[Text passage]
───

The loonie is soaring, but is this rally sustainable? Add to ...

In less than two months, the Canadian dollar has wiped out nearly a year’s worth of fear.

The loonie broke through the 77-cent (U.S.) mark on Thursday, extending a streak as one of the hottest currencies in the world since bottoming out in the depths of the winter sell-off.

Several interrelated sources are sustaining this run: the energy rebound, the acceleration of the manufacturing sector, U.S. dollar weakness and the Bank of Canada’s apparent willingness to let the currency appreciate.

Add to all that a powerful seasonal stimulant that regularly sees the Canadian dollar strengthen in April, and the odds are good that the currency builds on its recovery, said Doug Porter, chief economist at BMO Nesbitt Burns Inc.

The federal budget next week could conceivably further strengthen the dollar, if fiscal stimulus exceeds what was originally proposed.

Finally, if the hedge funds still betting heavily against the Canadian dollar feel the need to reverse their positions, that could add another cent or two.Beyond the spring, however, the balance of forces is still weighing against the Canadian currency, Mr. Porter said. “Once you get by the seasonal bump in April, I suspect it will go through at least a modest correction through the later spring and early summer.”

Exactly one year ago, the loonie dipped to an intraday low of 77.93 cents. On Thursday, it got to within 7/10ths of a penny of that mark, trading as high as 77.23 cents. Between those two bookends was a year of unprecedented volatility.

───

[Goals]
1) Count how many lines of the entries contain the string "canopy", treating uppercase and lowercase as different, and give only that number.
2) Write the next part of the passage on the Canadian dollar, starting right after its final sentence.
The passage on the Canadian dollar has no connection to the entries that follow it.

───

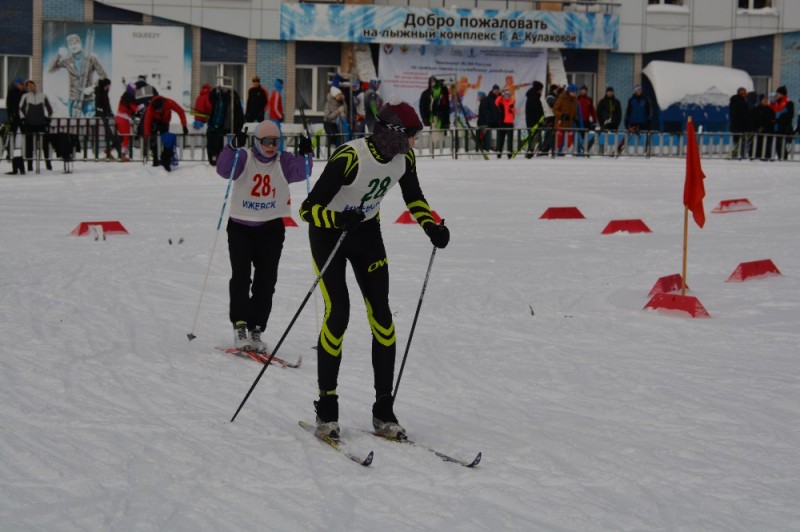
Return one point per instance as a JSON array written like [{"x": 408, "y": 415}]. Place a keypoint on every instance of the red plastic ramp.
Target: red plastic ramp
[
  {"x": 756, "y": 268},
  {"x": 406, "y": 218},
  {"x": 109, "y": 228},
  {"x": 561, "y": 213},
  {"x": 626, "y": 226},
  {"x": 666, "y": 284},
  {"x": 734, "y": 205},
  {"x": 678, "y": 305}
]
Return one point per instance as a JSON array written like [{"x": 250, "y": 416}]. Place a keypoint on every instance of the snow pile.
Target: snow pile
[{"x": 686, "y": 84}]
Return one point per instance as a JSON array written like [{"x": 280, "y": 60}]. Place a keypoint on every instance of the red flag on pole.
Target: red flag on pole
[{"x": 693, "y": 189}]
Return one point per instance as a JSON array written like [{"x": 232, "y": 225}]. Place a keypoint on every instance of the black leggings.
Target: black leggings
[
  {"x": 257, "y": 247},
  {"x": 363, "y": 248}
]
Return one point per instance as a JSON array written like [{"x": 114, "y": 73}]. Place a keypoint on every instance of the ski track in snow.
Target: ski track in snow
[{"x": 531, "y": 346}]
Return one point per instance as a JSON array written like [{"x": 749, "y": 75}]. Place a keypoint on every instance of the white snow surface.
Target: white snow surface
[
  {"x": 695, "y": 84},
  {"x": 531, "y": 346}
]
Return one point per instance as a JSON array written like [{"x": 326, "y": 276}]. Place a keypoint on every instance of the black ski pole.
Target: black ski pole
[
  {"x": 414, "y": 323},
  {"x": 291, "y": 323}
]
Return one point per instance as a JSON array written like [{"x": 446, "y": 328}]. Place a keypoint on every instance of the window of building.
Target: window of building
[
  {"x": 311, "y": 87},
  {"x": 754, "y": 4},
  {"x": 231, "y": 74},
  {"x": 583, "y": 78},
  {"x": 11, "y": 68},
  {"x": 761, "y": 84}
]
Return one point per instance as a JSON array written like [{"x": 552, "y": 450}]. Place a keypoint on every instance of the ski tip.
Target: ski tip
[
  {"x": 368, "y": 460},
  {"x": 477, "y": 460}
]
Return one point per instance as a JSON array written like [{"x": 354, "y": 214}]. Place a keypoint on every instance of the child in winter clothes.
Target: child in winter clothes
[
  {"x": 126, "y": 110},
  {"x": 505, "y": 102}
]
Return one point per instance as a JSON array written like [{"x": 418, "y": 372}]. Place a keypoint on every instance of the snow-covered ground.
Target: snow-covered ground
[{"x": 531, "y": 347}]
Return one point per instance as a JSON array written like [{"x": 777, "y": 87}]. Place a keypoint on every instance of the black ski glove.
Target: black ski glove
[
  {"x": 304, "y": 146},
  {"x": 239, "y": 141},
  {"x": 349, "y": 219},
  {"x": 439, "y": 235}
]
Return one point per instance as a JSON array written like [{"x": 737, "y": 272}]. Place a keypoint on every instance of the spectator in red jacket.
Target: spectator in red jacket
[
  {"x": 202, "y": 106},
  {"x": 505, "y": 102},
  {"x": 157, "y": 118}
]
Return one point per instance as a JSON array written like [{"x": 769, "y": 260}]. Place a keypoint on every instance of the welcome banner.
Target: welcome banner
[
  {"x": 405, "y": 71},
  {"x": 470, "y": 27}
]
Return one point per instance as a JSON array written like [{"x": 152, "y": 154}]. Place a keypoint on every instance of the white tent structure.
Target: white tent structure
[{"x": 703, "y": 91}]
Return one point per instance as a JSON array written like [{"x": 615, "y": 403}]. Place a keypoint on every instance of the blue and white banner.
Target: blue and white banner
[
  {"x": 465, "y": 27},
  {"x": 405, "y": 71}
]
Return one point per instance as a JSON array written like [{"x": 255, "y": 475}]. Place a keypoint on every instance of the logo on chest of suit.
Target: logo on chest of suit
[
  {"x": 375, "y": 265},
  {"x": 377, "y": 189}
]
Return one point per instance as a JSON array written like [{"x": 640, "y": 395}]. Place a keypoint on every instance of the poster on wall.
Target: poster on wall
[
  {"x": 75, "y": 56},
  {"x": 406, "y": 70},
  {"x": 454, "y": 26},
  {"x": 155, "y": 52}
]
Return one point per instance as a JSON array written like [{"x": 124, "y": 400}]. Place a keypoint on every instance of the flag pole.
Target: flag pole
[{"x": 685, "y": 248}]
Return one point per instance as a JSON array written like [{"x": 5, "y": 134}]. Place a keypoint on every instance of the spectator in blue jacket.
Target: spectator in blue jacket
[{"x": 639, "y": 113}]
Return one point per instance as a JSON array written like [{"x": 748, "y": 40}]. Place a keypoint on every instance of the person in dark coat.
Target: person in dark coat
[
  {"x": 104, "y": 111},
  {"x": 739, "y": 114},
  {"x": 14, "y": 94},
  {"x": 609, "y": 112},
  {"x": 221, "y": 120},
  {"x": 35, "y": 112},
  {"x": 762, "y": 119},
  {"x": 487, "y": 118},
  {"x": 434, "y": 105},
  {"x": 534, "y": 113},
  {"x": 157, "y": 118},
  {"x": 638, "y": 117},
  {"x": 257, "y": 100},
  {"x": 639, "y": 113}
]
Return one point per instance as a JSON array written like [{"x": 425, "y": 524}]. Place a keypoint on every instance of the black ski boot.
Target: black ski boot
[
  {"x": 327, "y": 409},
  {"x": 384, "y": 421}
]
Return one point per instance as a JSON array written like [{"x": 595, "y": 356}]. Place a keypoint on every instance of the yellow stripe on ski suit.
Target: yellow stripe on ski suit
[
  {"x": 384, "y": 335},
  {"x": 330, "y": 343}
]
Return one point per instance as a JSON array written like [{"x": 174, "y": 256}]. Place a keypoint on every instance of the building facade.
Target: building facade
[{"x": 231, "y": 40}]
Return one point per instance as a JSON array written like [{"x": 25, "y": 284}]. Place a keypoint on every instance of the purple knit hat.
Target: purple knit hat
[{"x": 396, "y": 122}]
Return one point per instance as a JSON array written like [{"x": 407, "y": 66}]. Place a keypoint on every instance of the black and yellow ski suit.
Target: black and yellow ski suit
[{"x": 356, "y": 176}]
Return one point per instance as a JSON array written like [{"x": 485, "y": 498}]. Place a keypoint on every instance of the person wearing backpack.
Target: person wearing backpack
[
  {"x": 35, "y": 112},
  {"x": 260, "y": 199},
  {"x": 157, "y": 118},
  {"x": 221, "y": 121}
]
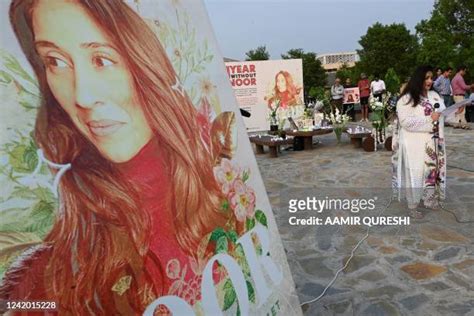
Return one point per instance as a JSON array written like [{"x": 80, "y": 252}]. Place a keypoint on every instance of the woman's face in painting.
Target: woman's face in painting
[
  {"x": 89, "y": 79},
  {"x": 428, "y": 81},
  {"x": 281, "y": 83}
]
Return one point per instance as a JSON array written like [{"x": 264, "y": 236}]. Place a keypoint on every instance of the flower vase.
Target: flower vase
[{"x": 273, "y": 124}]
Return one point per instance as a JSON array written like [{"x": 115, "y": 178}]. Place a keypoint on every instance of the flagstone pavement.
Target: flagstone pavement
[{"x": 425, "y": 268}]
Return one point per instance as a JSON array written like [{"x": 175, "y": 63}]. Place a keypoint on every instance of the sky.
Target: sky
[{"x": 320, "y": 26}]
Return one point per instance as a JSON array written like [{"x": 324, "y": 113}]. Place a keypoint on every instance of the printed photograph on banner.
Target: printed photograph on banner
[
  {"x": 351, "y": 95},
  {"x": 129, "y": 185},
  {"x": 270, "y": 90}
]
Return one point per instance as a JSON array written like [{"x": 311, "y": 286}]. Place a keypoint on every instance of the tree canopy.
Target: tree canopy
[
  {"x": 388, "y": 46},
  {"x": 447, "y": 37}
]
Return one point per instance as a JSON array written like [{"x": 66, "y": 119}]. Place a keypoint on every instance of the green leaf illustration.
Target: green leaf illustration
[
  {"x": 217, "y": 233},
  {"x": 15, "y": 67},
  {"x": 222, "y": 245},
  {"x": 249, "y": 224},
  {"x": 229, "y": 294},
  {"x": 250, "y": 291},
  {"x": 232, "y": 235}
]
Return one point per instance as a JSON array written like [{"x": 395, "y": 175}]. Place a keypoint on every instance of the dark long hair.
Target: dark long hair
[{"x": 414, "y": 87}]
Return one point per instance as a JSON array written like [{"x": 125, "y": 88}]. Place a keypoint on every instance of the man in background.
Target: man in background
[
  {"x": 337, "y": 94},
  {"x": 442, "y": 85},
  {"x": 459, "y": 90},
  {"x": 349, "y": 107}
]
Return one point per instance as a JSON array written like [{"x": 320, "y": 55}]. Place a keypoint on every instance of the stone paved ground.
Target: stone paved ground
[{"x": 426, "y": 268}]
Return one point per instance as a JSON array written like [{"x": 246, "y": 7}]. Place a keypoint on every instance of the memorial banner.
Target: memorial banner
[
  {"x": 262, "y": 87},
  {"x": 351, "y": 95},
  {"x": 129, "y": 185}
]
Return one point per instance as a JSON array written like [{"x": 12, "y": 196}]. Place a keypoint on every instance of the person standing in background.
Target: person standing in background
[
  {"x": 377, "y": 87},
  {"x": 337, "y": 94},
  {"x": 364, "y": 90},
  {"x": 460, "y": 88},
  {"x": 442, "y": 85}
]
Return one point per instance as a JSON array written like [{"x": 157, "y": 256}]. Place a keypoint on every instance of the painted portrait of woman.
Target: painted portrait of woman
[
  {"x": 285, "y": 91},
  {"x": 142, "y": 195}
]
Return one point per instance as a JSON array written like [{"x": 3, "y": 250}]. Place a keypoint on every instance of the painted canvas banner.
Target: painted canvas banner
[
  {"x": 265, "y": 86},
  {"x": 128, "y": 183}
]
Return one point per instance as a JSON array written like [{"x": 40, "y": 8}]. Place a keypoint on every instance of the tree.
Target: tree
[
  {"x": 447, "y": 37},
  {"x": 385, "y": 46},
  {"x": 260, "y": 53},
  {"x": 313, "y": 73}
]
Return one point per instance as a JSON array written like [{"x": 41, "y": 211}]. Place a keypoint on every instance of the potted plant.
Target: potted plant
[{"x": 380, "y": 118}]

───

[Written responses]
1) 2

2)
A May, 2015, peak of just under 84 cents gave way to a 19-per-cent slide over the next eight months, as the energy crash weighed on the domestic economy and global sentiment deemed the Canadian outlook to be dismal.

The currency hit a 13-year low of 68.08 cents in January, to the dismay of Canadian travellers and the delight of exporters.

Then the global energy sector finally turned a corner. The elusive production declines needed to ease a global oversupply started to at least come into forecasts, if not yet reality.

It’s no coincidence that Brent crude futures hit bottom on the same day as the loonie: Jan. 20. The Canadian dollar has long been characterized as a petro-currency for its high correlation to the fluctuations in energy benchmarks.

“In recent years, it has been no contest, it has been oil prices first and foremost,” Mr. Porter said.

But some credit is due to the other factors propping up the loonie recently.

Manufacturing shipments for January jumped by 2.3 per cent, surpassing economists’ expectations on Wednesday by a wide margin and adding to a string of evidence that factories are responding to the loonie’s fall.

“Although still early, recent data should provide some reassurance to the Bank of Canada [of] the long-awaited rotation in the driver of growth away from the energy sector,” Nathan Janzen, senior economist at Royal Bank of Canada, said in a note.

Amid improving fundamentals, the Bank of Canada’s policy announcement last week was seen as less dovish, as governor Stephen Poloz declined to “talk down” the loonie, as many had expected.

In contrast, the U.S. Federal Reserve backed further away from interest rate hikes on Wednesday, fuelling a sell-off in the U.S. dollar, which added further to the loonie’s upside.

On Thursday, Prime Minister Justin Trudeau seemed to agree with the consensus on the fading likelihood of further Canadian monetary accommodation.

“We should be using fiscal levers a little more and not just expecting monetary policy to have to fix the challenge we’re in,” Mr. Trudeau said in an interview with Bloomberg television. “I think we’re approaching the limit of the impact of monetary policy alone.”

He added that he is “comfortable” with the Canadian dollar’s current trading range.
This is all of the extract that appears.